World Cup history is littered with some of football’s most iconic goalscorers, but just who have been the very best of the bunch at sport’s biggest spectacle?
It’s a very hard question to answer, one might say impossible. But despite that, we’ve decided to give it a go.
Check out our 10-man ranking and remember, the list isn’t solely based on the numbers of goals scored at the World Cup…
10. Helmut Rahn (West Germany)
With an average of a goal a game across the two World Cups he played in, Helmut Rahn scored twice in the 1954 final against Hungarian opponents who hadn’t lost a match for four years, inclusive of snatching the winning goal with his weaker foot.
A game that was christened in his homeland as The Miracle of Bern, Rahn also scored the crucial second goal against Yugoslavia, in the quarter-finals.
He went on to score six times in the 1958 finals, scoring in every game apart from their semi-final defeat to the hosts, Sweden.
9. Miroslav Klose (Germany)
Hitting the back of the net across four World Cups between 2002 and 2014, with a haul of 16 goals nobody has scored more times in the finals of the tournament than Miroslav Klose.
The only thing holding him back from being higher up the list is that he did it in 24 appearances, giving him a goals-per-game ratio that is higher than only three of the other 12 players to have scored double figures in World Cups.
Winner of the Golden Boot in the 2006 finals, in 2014 he became only the third player to score in four different World Cups.
8. Jairzinho (Brazil)
With nine goals in 16 games across three World Cups, while there are players to have scored more goals in the tournament’s history than Jairzinho, the Brazilian international claimed his as a winger, even succeeding in scoring in all six of his team’s games at the iconic 1970 finals.
Two against Czechoslovakia, and one each against England, Romania, Peru, Uruguay, and Italy, nobody has matched the achievement since.
He went on to score twice in the 1974 finals, as one of the few bright points of an otherwise poor tournament for Brazil.
7. Paolo Rossi (Italy)
Part of a wonderfully fluid front-three for Italy at the 1978 World Cup, alongside Roberto Bettega, and Franco Causio, Paolo Rossi scored three times in Argentina, in a team that was arguably better than the one that would win the tournament four years later, in Spain.
By 1982, he was coming off the back of a two-year ban for his part in the Totonero Scandal; clearly rusty in the first-round group stages, by the time he faced Brazil there were calls for him to be axed.
He scored a hat-trick, going on to find the net again twice in the semi-final and once in the final, to win the Golden Boot.
6. Eusébio (Portugal)
Eusébio only played in one World Cup, in England in 1966, but he packed a lot into one tournament.
Taking the Golden Boot with nine goals, this was a total that was over twice as many as any other player apart from Helmut Haller, who still scored three fewer than the man dubbed The European Pelé.
He scored in all of Portugal’s games apart from their opener against Hungary, finding the net four times in the quarter-final comeback against North Korea. Bulgaria, Brazil, England, and the Soviet Union all failed to stop him.
5. Sándor Kocsis (Hungary)

**TASKS TO COMPLETE:**
A – Retype the passage of the World Cup goalscorer ranking from "With an average" to "his weaker foot.".
B – In the World Cup goalscorer ranking, against which team did Helmut Rahn score the crucial second goal in the quarter-finals?
C – Name every player who is given a numbered place in the World Cup goalscorer ranking.

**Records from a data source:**
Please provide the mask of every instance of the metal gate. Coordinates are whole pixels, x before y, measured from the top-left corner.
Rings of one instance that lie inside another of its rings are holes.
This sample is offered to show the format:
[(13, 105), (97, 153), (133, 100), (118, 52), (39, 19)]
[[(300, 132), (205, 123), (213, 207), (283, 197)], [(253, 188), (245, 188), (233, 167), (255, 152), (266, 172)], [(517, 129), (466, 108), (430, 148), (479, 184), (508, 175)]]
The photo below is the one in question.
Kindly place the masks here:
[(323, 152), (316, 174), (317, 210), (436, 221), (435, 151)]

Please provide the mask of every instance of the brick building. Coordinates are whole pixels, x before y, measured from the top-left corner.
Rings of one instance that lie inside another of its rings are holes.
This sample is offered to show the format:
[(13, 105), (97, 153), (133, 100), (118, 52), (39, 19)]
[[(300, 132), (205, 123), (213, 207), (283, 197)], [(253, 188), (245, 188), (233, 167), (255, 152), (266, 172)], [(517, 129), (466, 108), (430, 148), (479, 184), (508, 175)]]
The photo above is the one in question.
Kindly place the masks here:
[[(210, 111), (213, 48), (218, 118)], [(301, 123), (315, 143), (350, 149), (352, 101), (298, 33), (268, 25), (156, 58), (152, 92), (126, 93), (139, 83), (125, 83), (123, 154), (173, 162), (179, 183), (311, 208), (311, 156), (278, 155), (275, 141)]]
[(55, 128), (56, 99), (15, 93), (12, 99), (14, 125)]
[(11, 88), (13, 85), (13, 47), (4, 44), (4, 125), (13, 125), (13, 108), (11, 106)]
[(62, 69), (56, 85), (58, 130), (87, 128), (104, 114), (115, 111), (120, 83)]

**ANSWERS TO THE EXERCISE:**
A –
With an average of a goal a game across the two World Cups he played in, Helmut Rahn scored twice in the 1954 final against Hungarian opponents who hadn’t lost a match for four years, inclusive of snatching the winning goal with his weaker foot.

B – Yugoslavia

C – Helmut Rahn, Miroslav Klose, Jairzinho, Paolo Rossi, Eusébio, Sándor Kocsis